Your objective
Pick out every line in the records below that contains the string "green", and copy each one. Case counts.

[Point placement records]
---

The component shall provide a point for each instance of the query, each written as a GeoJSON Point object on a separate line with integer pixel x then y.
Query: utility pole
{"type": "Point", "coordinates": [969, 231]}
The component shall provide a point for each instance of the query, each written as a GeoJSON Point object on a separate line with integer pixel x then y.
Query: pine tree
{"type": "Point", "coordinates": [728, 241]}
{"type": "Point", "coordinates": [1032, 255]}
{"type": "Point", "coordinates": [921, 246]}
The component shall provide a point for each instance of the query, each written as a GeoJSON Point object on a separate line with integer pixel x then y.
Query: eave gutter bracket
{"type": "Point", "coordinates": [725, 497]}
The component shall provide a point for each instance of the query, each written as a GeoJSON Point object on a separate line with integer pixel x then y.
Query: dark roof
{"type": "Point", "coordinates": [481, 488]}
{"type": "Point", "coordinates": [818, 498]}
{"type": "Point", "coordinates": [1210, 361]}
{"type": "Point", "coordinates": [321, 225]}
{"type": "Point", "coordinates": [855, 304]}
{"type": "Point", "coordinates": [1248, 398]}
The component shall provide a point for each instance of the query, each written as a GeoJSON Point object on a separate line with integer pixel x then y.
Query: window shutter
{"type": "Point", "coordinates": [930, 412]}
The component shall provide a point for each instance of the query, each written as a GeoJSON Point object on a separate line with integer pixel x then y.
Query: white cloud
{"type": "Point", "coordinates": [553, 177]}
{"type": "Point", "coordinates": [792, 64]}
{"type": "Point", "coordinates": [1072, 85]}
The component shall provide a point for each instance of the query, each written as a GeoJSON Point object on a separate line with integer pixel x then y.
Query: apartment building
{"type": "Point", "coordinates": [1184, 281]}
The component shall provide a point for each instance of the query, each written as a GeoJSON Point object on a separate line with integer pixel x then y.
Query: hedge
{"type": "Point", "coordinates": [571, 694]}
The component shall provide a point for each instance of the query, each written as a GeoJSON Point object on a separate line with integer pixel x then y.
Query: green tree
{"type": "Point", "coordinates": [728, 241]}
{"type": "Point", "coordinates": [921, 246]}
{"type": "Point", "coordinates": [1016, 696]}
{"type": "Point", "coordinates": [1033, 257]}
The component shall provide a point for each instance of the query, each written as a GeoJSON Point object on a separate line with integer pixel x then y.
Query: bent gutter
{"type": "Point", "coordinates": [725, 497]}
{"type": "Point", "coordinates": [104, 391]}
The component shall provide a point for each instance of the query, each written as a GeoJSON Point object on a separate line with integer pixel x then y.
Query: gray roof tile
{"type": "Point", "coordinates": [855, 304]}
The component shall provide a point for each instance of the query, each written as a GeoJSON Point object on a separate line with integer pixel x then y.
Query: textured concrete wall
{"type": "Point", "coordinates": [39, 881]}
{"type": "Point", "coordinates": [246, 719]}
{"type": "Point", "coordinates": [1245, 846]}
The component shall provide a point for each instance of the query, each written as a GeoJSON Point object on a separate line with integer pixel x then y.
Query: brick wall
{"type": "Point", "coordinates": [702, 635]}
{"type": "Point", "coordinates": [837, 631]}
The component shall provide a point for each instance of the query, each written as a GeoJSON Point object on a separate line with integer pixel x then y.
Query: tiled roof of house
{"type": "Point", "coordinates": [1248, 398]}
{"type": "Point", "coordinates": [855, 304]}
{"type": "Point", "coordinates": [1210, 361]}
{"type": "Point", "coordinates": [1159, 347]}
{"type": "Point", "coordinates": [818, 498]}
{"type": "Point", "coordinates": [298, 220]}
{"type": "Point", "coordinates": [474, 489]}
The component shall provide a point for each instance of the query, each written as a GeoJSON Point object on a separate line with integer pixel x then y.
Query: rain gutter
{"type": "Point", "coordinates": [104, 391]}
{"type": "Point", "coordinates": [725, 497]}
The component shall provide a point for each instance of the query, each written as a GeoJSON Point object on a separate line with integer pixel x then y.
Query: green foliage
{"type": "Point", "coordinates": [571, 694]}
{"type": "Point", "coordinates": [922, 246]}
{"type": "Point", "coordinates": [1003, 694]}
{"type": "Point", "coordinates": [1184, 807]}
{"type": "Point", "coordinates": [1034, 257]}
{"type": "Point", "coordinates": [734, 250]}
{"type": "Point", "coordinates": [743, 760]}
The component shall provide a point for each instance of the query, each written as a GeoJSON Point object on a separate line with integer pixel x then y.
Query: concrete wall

---

Answer
Query: green tree
Query: green foliage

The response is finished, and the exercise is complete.